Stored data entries
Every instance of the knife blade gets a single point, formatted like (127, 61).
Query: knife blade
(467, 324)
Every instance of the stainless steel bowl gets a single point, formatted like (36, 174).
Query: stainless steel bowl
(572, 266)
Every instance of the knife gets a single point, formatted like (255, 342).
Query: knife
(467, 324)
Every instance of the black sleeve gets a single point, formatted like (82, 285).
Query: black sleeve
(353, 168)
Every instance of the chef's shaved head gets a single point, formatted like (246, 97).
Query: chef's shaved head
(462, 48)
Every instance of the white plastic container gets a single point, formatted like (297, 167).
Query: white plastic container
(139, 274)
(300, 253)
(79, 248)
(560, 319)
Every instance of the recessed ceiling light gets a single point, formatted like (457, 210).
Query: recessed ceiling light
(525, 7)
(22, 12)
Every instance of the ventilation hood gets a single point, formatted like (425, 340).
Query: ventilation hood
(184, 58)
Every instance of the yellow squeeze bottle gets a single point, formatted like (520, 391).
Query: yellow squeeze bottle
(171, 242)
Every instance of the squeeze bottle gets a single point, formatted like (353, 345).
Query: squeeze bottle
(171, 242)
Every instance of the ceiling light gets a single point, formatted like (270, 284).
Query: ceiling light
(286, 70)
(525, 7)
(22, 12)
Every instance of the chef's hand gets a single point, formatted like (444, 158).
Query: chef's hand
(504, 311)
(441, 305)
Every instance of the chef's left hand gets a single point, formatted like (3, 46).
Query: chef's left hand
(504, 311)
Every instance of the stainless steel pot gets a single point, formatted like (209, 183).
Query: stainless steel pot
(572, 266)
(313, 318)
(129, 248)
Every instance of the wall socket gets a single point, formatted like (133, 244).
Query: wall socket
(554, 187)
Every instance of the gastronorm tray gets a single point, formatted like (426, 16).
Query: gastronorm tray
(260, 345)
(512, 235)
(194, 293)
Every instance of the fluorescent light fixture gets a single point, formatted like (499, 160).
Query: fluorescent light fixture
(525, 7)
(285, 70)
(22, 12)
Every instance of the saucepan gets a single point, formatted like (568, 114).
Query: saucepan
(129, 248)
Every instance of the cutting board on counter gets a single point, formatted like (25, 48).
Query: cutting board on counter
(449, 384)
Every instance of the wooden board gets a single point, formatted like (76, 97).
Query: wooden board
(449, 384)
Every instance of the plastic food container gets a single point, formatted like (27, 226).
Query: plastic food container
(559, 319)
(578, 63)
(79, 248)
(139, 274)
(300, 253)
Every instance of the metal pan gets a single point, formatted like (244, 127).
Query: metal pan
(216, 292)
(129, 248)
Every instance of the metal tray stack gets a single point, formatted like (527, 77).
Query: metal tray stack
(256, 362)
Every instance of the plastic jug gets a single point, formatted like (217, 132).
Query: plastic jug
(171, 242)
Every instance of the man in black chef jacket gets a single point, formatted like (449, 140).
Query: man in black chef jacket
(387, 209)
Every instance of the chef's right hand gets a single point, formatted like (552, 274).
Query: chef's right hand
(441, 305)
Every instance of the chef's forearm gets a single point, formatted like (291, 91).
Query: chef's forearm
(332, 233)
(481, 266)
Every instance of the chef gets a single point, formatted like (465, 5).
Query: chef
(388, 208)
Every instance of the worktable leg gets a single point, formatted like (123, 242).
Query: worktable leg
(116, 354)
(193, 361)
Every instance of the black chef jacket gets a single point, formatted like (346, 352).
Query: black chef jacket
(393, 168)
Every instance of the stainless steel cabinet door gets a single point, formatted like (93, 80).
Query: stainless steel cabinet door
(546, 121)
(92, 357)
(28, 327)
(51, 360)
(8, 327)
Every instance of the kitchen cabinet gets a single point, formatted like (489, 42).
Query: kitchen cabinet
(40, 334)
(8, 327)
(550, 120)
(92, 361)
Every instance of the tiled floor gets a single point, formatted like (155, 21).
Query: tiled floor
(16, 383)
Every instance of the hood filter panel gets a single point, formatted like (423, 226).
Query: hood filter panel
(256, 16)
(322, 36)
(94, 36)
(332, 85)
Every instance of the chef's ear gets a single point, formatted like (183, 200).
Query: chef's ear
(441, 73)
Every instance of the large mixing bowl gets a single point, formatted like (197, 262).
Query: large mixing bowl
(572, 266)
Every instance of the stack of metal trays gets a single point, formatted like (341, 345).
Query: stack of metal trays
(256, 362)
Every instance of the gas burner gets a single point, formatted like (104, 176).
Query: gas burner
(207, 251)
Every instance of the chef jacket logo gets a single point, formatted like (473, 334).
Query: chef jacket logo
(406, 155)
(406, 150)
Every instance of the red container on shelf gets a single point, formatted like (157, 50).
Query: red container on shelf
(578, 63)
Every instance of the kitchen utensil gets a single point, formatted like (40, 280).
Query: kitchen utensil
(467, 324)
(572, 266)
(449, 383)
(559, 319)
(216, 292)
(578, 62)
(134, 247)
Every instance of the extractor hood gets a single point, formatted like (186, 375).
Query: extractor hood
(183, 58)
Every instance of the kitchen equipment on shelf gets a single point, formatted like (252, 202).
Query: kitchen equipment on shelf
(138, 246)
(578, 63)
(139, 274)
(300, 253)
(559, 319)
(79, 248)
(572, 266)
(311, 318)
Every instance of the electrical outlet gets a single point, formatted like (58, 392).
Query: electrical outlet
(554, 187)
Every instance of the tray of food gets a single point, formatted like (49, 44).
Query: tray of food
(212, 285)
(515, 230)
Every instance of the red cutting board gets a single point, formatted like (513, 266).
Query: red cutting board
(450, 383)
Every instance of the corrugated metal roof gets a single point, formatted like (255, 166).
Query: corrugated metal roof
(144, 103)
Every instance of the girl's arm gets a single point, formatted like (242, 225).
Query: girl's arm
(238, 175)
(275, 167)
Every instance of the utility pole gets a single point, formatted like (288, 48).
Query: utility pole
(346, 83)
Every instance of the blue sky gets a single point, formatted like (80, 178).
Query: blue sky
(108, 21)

* * *

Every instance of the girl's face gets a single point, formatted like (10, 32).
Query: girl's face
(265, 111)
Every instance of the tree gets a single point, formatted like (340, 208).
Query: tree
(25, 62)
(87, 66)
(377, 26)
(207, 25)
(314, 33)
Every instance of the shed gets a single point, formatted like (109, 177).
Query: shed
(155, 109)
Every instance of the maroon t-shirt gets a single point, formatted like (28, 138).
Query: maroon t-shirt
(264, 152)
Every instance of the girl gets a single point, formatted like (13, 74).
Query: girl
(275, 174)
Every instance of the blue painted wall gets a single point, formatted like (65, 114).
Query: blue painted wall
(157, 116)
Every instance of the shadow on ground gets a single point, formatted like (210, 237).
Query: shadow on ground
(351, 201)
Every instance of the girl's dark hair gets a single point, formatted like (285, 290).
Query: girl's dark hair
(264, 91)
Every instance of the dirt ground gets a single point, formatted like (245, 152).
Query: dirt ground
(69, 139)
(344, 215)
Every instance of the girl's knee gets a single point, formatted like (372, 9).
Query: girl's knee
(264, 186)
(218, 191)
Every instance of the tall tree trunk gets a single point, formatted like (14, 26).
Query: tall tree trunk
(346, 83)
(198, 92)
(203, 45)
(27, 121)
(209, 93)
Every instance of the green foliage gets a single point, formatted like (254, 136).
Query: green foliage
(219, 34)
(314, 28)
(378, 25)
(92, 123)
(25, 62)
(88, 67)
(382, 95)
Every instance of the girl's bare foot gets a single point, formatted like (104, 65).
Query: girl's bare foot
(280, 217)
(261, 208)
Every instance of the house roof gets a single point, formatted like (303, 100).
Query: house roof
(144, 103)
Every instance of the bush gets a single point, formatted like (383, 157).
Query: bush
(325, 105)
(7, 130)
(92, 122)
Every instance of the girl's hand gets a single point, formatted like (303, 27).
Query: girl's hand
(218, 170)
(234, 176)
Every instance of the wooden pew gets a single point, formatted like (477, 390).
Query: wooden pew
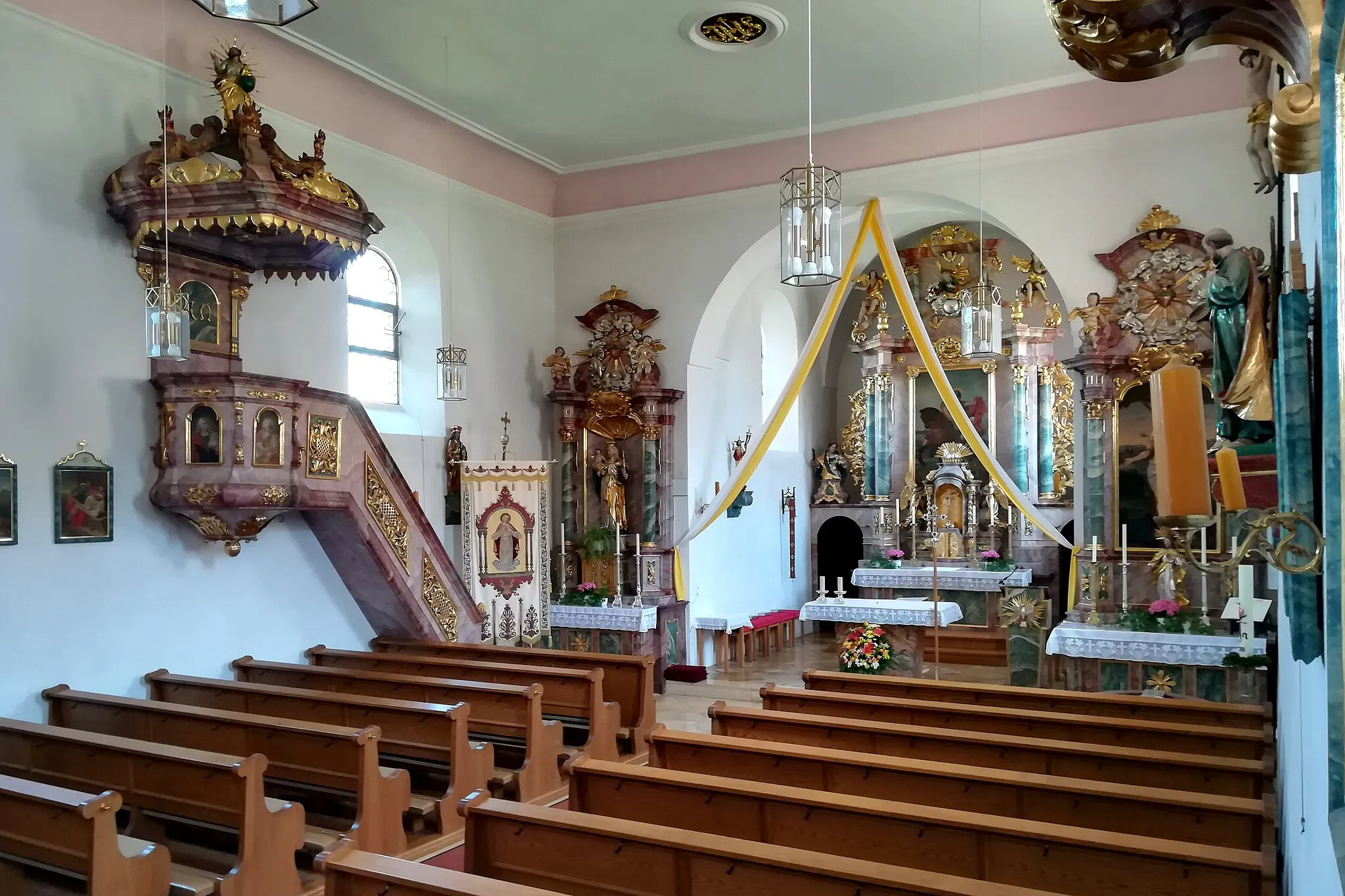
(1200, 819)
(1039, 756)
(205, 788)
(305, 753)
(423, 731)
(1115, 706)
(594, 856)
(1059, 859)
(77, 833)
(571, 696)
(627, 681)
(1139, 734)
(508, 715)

EXERCISE DESCRIPTION — Write down exactly the span of lines above from the one containing "Query: black sleeve" to the one containing "Every instance of the white", both ends included.

OUTPUT OF THE EXERCISE —
Query: black sleeve
(353, 168)
Every instance of the chef's shaved head gets a single point, formatted like (246, 97).
Query: chef's shaved head
(462, 48)
Every instance of the white plastic container gets a single point, formatted like (297, 167).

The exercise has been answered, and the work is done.